-- EXTRACTED TEXT --
——
Case ID: sw2d_636/html/0398-01.html
Source: Caselaw Access Project
Author: {"author": "CRIST, Judge. REINHARD, Presiding Judge,", "license": "Public Domain", "url": "https://static.case.law/"}
Date Created: 2024-08-24T03:29:51.129683

Josephine O’BRIEN, Appellant, v. Glen JOHNSON, Respondent.
    No. 44718.
    Missouri Court of Appeals, Eastern District, Division Three.
    June 29, 1982.
    
      Leland C. Smith, II, St. Charles, for appellant.
    George A. Dorsey, Clayton, for respondent.
   CRIST, Judge.

Appeal from an order denying appellant’s motion under Rule 74.32 to set aside an earlier order quashing garnishment on execution of a child support provision in a divorce decree. Affirmed.

When the parties, ex-spouses, were divorced in 1968, the respondent (husband) was ordered to pay child support for the parties’ two children. Though husband had regularly paid through the court since 1976, appellant (wife) sought garnishment on execution in February, 1981, to collect arrear-ages she claimed accrued before payment through the court commenced.

The trial court sustained husband’s motion to quash, which interposed the ten year period of limitation in § 516.350, RSMo. 1978 (all further references to statutory sections are to RSMo. 1978):

Every judgment, order or decree of any court of record of the United States, or this or any other state ... shall be presumed to be paid and satisfied after the expiration of ten years from the date of the original rendition thereof ... or in case a payment has been made on such judgment, order or decree, and duly entered upon the record thereof, after the expiration of ten years from the last payment so made, and after the expiration of ten years from the date of the original rendition ... or from the date of the last payment, such judgment shall be conclusively presumed to be paid, and no execution, order or process shall issue thereon, nor shall any suit be brought, had or maintained thereon for any purpose whatever.
——
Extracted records
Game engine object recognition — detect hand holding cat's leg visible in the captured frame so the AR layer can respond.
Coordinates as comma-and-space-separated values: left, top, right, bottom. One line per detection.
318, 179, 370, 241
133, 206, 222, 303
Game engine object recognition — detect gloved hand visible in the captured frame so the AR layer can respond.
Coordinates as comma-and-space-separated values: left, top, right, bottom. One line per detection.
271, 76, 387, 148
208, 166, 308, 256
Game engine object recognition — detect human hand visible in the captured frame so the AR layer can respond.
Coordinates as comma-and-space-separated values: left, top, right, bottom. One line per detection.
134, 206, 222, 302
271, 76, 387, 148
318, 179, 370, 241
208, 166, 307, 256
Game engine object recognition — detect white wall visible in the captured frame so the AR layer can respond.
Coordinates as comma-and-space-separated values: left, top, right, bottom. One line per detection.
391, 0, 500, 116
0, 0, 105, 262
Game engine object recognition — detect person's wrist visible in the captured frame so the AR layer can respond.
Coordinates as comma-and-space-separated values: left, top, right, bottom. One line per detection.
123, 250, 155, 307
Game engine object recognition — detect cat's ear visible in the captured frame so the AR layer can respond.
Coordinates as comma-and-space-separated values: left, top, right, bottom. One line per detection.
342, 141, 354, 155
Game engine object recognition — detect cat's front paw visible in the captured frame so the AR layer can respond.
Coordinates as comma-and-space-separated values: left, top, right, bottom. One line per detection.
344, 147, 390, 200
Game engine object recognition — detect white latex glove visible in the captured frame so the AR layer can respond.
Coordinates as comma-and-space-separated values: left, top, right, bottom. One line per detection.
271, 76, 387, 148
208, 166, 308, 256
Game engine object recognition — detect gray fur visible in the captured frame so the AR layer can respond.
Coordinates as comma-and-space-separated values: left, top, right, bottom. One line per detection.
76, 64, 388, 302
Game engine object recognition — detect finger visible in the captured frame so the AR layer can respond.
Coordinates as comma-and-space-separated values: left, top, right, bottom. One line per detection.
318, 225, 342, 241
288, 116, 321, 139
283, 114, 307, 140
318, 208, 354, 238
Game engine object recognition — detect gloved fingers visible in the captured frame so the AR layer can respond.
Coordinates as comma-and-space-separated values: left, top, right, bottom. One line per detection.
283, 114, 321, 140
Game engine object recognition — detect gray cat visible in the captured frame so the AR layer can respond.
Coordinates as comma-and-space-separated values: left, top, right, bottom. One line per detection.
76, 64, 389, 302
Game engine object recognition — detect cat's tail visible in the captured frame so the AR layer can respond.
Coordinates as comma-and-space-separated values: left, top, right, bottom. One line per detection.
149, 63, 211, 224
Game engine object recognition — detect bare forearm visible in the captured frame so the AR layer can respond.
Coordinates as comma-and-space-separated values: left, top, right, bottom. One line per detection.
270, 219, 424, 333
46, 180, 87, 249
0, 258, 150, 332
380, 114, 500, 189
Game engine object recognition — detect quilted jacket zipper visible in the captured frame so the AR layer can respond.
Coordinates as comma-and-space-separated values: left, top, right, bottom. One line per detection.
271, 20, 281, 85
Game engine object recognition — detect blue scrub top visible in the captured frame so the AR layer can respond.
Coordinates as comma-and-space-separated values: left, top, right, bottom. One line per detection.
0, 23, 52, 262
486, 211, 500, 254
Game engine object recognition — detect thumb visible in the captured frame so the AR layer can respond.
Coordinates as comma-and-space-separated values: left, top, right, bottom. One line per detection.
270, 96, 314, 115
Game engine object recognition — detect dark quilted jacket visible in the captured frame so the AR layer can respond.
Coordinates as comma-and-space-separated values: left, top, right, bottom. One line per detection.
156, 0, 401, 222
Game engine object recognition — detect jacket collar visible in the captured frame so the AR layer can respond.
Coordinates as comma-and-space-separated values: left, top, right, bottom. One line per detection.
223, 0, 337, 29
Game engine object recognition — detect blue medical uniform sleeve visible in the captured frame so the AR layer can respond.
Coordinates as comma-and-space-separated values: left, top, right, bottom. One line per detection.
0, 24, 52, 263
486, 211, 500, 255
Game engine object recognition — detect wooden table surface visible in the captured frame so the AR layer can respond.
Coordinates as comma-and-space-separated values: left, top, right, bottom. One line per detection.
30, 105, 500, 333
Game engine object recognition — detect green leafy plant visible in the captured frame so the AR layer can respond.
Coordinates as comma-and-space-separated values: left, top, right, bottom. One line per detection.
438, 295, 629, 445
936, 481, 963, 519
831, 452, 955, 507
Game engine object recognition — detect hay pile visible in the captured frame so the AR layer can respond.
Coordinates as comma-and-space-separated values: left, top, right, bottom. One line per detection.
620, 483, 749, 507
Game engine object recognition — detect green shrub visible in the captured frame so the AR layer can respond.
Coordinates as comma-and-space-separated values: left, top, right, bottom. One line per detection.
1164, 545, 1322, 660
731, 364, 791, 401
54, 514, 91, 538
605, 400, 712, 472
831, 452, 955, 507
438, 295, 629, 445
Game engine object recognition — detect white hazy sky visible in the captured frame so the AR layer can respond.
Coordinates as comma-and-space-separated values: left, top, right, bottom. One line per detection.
——
-- TASKS --
- A) In the O'Brien v. Johnson opinion, what period of limitation did the husband's motion to quash interpose?
- B) Write the next part of the O'Brien v. Johnson opinion, beginning after the quoted statute.

-- ANSWER SET --
- A) The ten-year period of limitation in § 516.350, RSMo. 1978.

- B)
Wife did not appeal from the order quashing the garnishment. Instead, on the tenth day following its entry, she moved under Rule 74.32 to set it aside. Rule 74.32 provides:

Judgments in any court of record shall not be set aside for irregularity, on motion, unless such motion be made within three years after the rendition thereof.

The claimed “irregularity” is the husband’s child support Payment History kept since 1976 by the circuit clerk and which purportedly shows the “payment ... duly entered upon the record” that would toll the ten year period of limitation in § 516.350. Wife’s motion to set aside was denied and wife appeals from that order, raising the same point here about the Payment History’s effect that she raised in the circuit court.

The cases hold repeatedly that:

[Ujnder Rule 74.32 an irregularity sufficient to warrant setting aside a judgment exists if there is “a want of adherence to some prescribed rule or mode of procedure, consisting either in omitting to do something that is necessary for the due and orderly conduct of the suit, or in doing it . .. [at] an unreasonable time or [in] an unreasonable manner.”

Susman v. Hi-Fi Fo-Fum, Inc., 597 S.W.2d 680, 681 (Mo.App.1980); and see, generally: Comment, Procedure-Setting Aside Final Judgments in Missouri, 28 Mo.L.Rev. 281, 286-87 (1963) and cases there collected. Further, “. .. the ‘irregularities’ must be such as would have prevented, if known, the rendition and entry of the judgment challenged, and are to be distinguished from ordinary judicial errors in a judgment reached in accord with established rules of procedure.” Crabtree v. Aetna Life Ins. Co., 341 Mo. 1173, 111 S.W.2d 103, 106 (1937).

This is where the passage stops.